Frankincense Resin Organic and Fair-trade
Frankincense(Boswellia serrata) is from the French word ‘Franc’ meaning ‘luxuriant’ also translated as ‘real incense’.
The traditional applications of Frankincense are very diverse – ranging from dental disease to skin conditions, to respiratory complaints and digestive troubles.
The resin was chewed to stimulate the gums and treat dental infections and sore gums and to generally strengthen the teeth. Buds and fruit provided a cleansing tonic for the digestive system. Brewed into a decoction with Cinnamon and Cardamom the resin was used to treat stomach aches. Burnt as incense it was not only thought to keep off the demons of disease and reduce pain, but it was also thought to act as an expectorant and was used to clear phlegm from the head and chest in cases of colds, flu, and conditions of the upper respiratory tract.
Frankincense was thought to improve memory and dispel lethargy. As an admixture to white wine and the lungs of a hare, it was also used as a remedy for epilepsy, while the smoke of the smoldering resin was used to treat severe and persistent headaches.
The smoke is also a powerful insect deterrent and thus served as a prophylactic to prevent the bites of malaria-carrying mosquitoes.
Frankincense also played a role in women’s medicine – the bark was chewed for morning sickness and a potion made from the resin dissolved in liquid was thought to ease difficult labour. During and after birth frankincense was burnt for 40 days in order to protect mother and child. The mother would also fumigate herself by squatting over the smoldering resin in order to restore muscle tone, support healing of any birth scarring or laceration and to speed recovery from the strains of labour.
Modern research has focused on Frankincense’ anti-inflammatory properties, particularly in the treatment of rheumatoid arthritis and soft tissue rheumatism for which it appears to be extremely useful. Other effective treatments include extracts administered for gastrointestinal diseases such as colitis and Crohn’s disease.
Since ancient times the clean, fresh, balsamic fragrance of Frankincense has been utilized to as perfume – the very word perfume derives from the Latin ‘par fumer’ – through the (incense) smoke, a direct reference as to the origin of the practice of perfuming. Clothes were fumigated, not only to give them a pleasant smell but also to cleanse them. Perfuming is a cleansing practice.

[Items listed in a dataset]

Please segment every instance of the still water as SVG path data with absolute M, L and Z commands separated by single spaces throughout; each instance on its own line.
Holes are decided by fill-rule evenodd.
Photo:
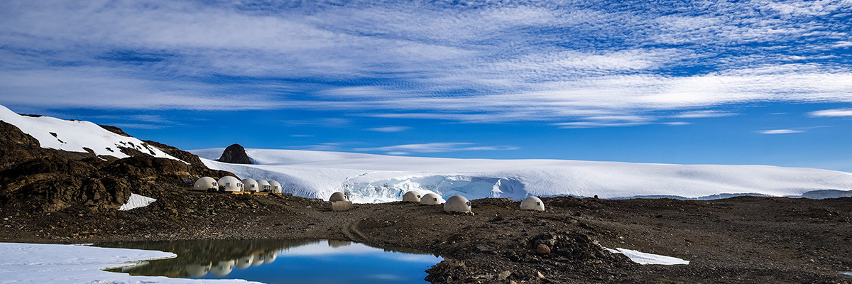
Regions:
M 177 258 L 141 261 L 108 271 L 131 275 L 245 279 L 264 283 L 427 283 L 440 262 L 420 252 L 391 251 L 326 240 L 113 242 L 98 246 L 170 252 Z

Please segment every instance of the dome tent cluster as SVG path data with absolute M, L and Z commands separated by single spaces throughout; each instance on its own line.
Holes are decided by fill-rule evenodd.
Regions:
M 204 177 L 195 181 L 193 190 L 227 193 L 272 193 L 282 194 L 281 183 L 276 181 L 255 180 L 244 178 L 242 180 L 231 176 L 222 177 L 216 180 L 210 177 Z
M 408 191 L 402 195 L 403 202 L 417 202 L 421 205 L 435 206 L 444 204 L 444 212 L 450 213 L 473 214 L 471 204 L 467 198 L 461 195 L 453 195 L 445 202 L 443 199 L 435 194 L 426 194 L 420 196 L 415 191 Z M 540 198 L 529 196 L 521 201 L 521 210 L 544 211 L 544 202 Z

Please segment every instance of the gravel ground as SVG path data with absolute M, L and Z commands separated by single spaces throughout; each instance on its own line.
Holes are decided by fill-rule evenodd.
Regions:
M 852 270 L 852 198 L 543 200 L 543 212 L 475 200 L 475 215 L 403 202 L 331 212 L 319 200 L 188 190 L 128 212 L 28 214 L 12 202 L 0 208 L 0 241 L 348 240 L 441 255 L 433 283 L 852 283 L 838 273 Z M 690 264 L 640 265 L 602 246 Z

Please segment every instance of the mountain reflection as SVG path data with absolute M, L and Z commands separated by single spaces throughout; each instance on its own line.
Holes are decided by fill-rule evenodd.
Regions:
M 131 275 L 201 277 L 208 273 L 224 276 L 234 269 L 271 264 L 278 254 L 291 247 L 320 243 L 320 240 L 213 240 L 173 241 L 123 241 L 97 244 L 120 247 L 174 252 L 176 258 L 137 262 L 135 265 L 108 269 Z M 329 246 L 350 245 L 345 241 L 329 241 Z

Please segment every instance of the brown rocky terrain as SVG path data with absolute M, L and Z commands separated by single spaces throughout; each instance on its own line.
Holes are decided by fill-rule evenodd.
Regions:
M 444 257 L 433 283 L 849 283 L 852 198 L 716 200 L 544 198 L 547 211 L 472 200 L 440 206 L 330 203 L 190 191 L 181 178 L 228 174 L 166 159 L 115 159 L 38 147 L 0 123 L 0 241 L 331 239 Z M 157 198 L 116 210 L 130 193 Z M 640 265 L 602 246 L 689 260 Z

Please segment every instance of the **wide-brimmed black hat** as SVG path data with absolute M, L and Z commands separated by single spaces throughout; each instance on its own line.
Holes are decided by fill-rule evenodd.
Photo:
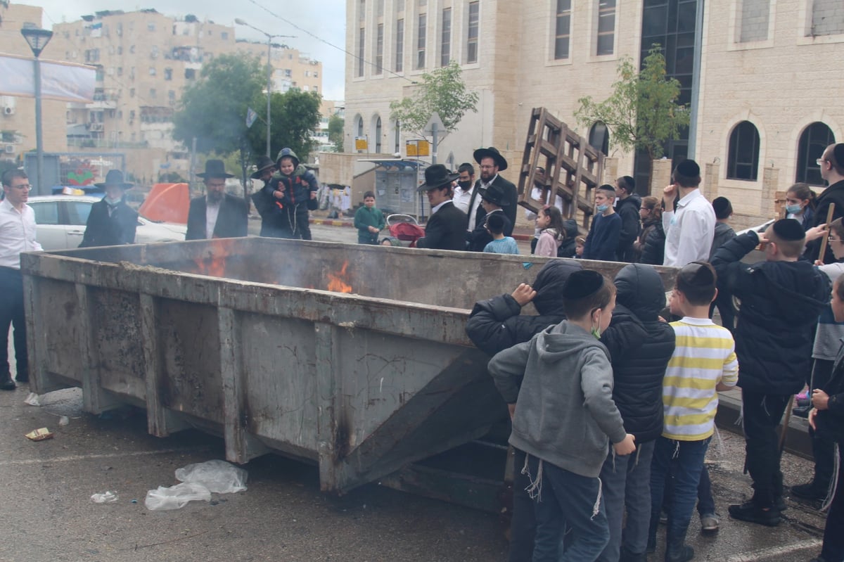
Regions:
M 510 202 L 507 201 L 506 197 L 504 195 L 504 188 L 495 183 L 485 189 L 479 189 L 478 194 L 480 195 L 481 199 L 494 203 L 499 207 L 508 207 L 510 205 Z
M 198 177 L 204 179 L 209 177 L 235 177 L 234 174 L 229 174 L 225 171 L 225 165 L 223 164 L 223 160 L 208 160 L 205 163 L 205 171 L 202 174 L 197 174 Z
M 419 186 L 418 192 L 427 192 L 429 189 L 436 189 L 447 186 L 460 177 L 460 174 L 452 174 L 448 171 L 448 168 L 441 164 L 435 164 L 428 166 L 425 170 L 425 183 Z
M 267 170 L 267 168 L 274 168 L 275 162 L 273 162 L 273 159 L 269 156 L 258 156 L 258 161 L 255 163 L 255 167 L 257 167 L 257 170 L 249 177 L 253 180 L 257 180 L 261 178 L 261 172 L 264 170 Z
M 504 159 L 504 156 L 501 156 L 501 153 L 498 151 L 494 146 L 490 146 L 489 149 L 478 149 L 473 154 L 474 156 L 475 162 L 480 164 L 480 161 L 484 158 L 491 158 L 495 160 L 495 165 L 498 166 L 498 171 L 504 171 L 507 169 L 507 161 Z
M 102 187 L 103 189 L 106 187 L 114 187 L 116 186 L 121 189 L 132 189 L 133 184 L 127 183 L 123 181 L 123 172 L 119 170 L 110 170 L 108 173 L 106 174 L 106 181 L 102 183 L 94 184 L 97 187 Z

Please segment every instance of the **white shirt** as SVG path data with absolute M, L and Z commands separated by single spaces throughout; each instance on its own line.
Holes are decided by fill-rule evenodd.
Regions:
M 8 199 L 0 202 L 0 267 L 20 269 L 20 252 L 41 250 L 32 208 L 24 203 L 19 211 Z
M 221 202 L 222 203 L 222 202 Z M 205 200 L 205 237 L 214 238 L 214 227 L 217 225 L 217 215 L 219 214 L 219 203 L 211 204 Z
M 663 213 L 665 258 L 663 265 L 682 267 L 698 260 L 709 261 L 715 237 L 715 211 L 700 189 L 677 202 L 677 211 Z

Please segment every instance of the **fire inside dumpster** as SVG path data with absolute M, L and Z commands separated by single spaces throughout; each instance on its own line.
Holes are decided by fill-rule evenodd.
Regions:
M 263 238 L 24 254 L 31 384 L 145 408 L 155 435 L 220 434 L 230 461 L 314 462 L 347 490 L 506 415 L 466 320 L 547 259 Z

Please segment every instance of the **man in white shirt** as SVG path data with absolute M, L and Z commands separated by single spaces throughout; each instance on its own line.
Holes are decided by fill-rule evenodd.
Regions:
M 692 262 L 709 259 L 715 236 L 715 211 L 698 187 L 701 167 L 695 160 L 677 165 L 672 184 L 663 190 L 663 229 L 665 257 L 663 265 L 682 267 Z M 678 195 L 677 210 L 674 200 Z
M 35 241 L 35 213 L 26 204 L 30 181 L 23 170 L 8 170 L 3 175 L 5 198 L 0 202 L 0 389 L 14 390 L 8 365 L 8 332 L 14 327 L 14 358 L 17 379 L 27 382 L 30 370 L 26 356 L 26 327 L 24 316 L 24 280 L 20 274 L 20 252 L 41 250 Z

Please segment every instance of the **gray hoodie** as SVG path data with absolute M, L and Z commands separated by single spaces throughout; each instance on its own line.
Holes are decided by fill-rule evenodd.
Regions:
M 506 402 L 518 398 L 510 435 L 517 449 L 595 478 L 607 457 L 608 436 L 613 443 L 626 436 L 613 402 L 607 349 L 579 326 L 564 321 L 549 327 L 495 354 L 489 370 Z

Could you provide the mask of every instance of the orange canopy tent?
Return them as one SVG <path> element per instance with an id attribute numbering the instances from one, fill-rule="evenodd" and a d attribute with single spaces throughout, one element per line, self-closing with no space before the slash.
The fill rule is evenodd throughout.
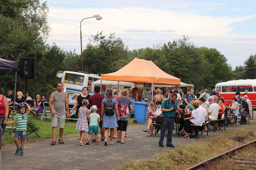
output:
<path id="1" fill-rule="evenodd" d="M 101 75 L 102 80 L 179 86 L 180 79 L 168 74 L 152 61 L 135 58 L 119 70 Z"/>

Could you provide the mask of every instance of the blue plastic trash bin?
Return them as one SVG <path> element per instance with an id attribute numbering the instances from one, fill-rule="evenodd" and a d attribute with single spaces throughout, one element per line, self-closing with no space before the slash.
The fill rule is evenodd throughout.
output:
<path id="1" fill-rule="evenodd" d="M 134 115 L 135 122 L 138 123 L 145 124 L 148 103 L 147 102 L 135 102 L 133 103 L 136 108 Z"/>

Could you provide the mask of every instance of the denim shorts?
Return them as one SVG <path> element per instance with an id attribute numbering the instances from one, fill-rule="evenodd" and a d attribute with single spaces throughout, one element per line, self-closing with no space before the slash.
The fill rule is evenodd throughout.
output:
<path id="1" fill-rule="evenodd" d="M 28 140 L 28 133 L 27 131 L 15 131 L 15 134 L 14 135 L 14 138 L 19 139 L 19 137 L 20 137 L 20 140 Z"/>

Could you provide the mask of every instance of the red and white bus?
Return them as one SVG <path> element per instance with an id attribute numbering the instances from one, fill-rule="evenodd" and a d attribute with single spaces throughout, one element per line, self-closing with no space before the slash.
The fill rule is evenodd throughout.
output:
<path id="1" fill-rule="evenodd" d="M 220 88 L 220 97 L 224 97 L 225 104 L 231 104 L 231 98 L 236 95 L 237 91 L 240 92 L 243 96 L 245 90 L 248 90 L 248 97 L 252 105 L 256 105 L 256 79 L 247 79 L 231 80 L 226 82 L 217 84 L 215 90 L 218 87 Z"/>

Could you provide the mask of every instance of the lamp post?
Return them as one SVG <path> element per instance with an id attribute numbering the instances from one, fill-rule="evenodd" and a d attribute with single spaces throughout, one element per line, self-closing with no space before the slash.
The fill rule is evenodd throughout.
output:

### Tasks to perform
A. Copy the passage on frankincense word for word, starting at the words "Frankincense Resin Organic" and stopping after "upper respiratory tract.".
B. Based on the passage on frankincense, mark each statement yes or no, and quote the words that decide it. (i) The resin was brewed with Cinnamon and Cardamom to treat stomach aches. (ii) During and after birth, frankincense was burnt for 30 days. (iii) The word perfume comes from Greek.

### Solved tasks
A.
Frankincense Resin Organic and Fair-trade
Frankincense(Boswellia serrata) is from the French word ‘Franc’ meaning ‘luxuriant’ also translated as ‘real incense’.
The traditional applications of Frankincense are very diverse – ranging from dental disease to skin conditions, to respiratory complaints and digestive troubles.
The resin was chewed to stimulate the gums and treat dental infections and sore gums and to generally strengthen the teeth. Buds and fruit provided a cleansing tonic for the digestive system. Brewed into a decoction with Cinnamon and Cardamom the resin was used to treat stomach aches. Burnt as incense it was not only thought to keep off the demons of disease and reduce pain, but it was also thought to act as an expectorant and was used to clear phlegm from the head and chest in cases of colds, flu, and conditions of the upper respiratory tract.

B.
(i) Yes: "Brewed into a decoction with Cinnamon and Cardamom the resin was used to treat stomach aches."
(ii) No: "During and after birth frankincense was burnt for 40 days in order to protect mother and child."
(iii) No: "the very word perfume derives from the Latin ‘par fumer’"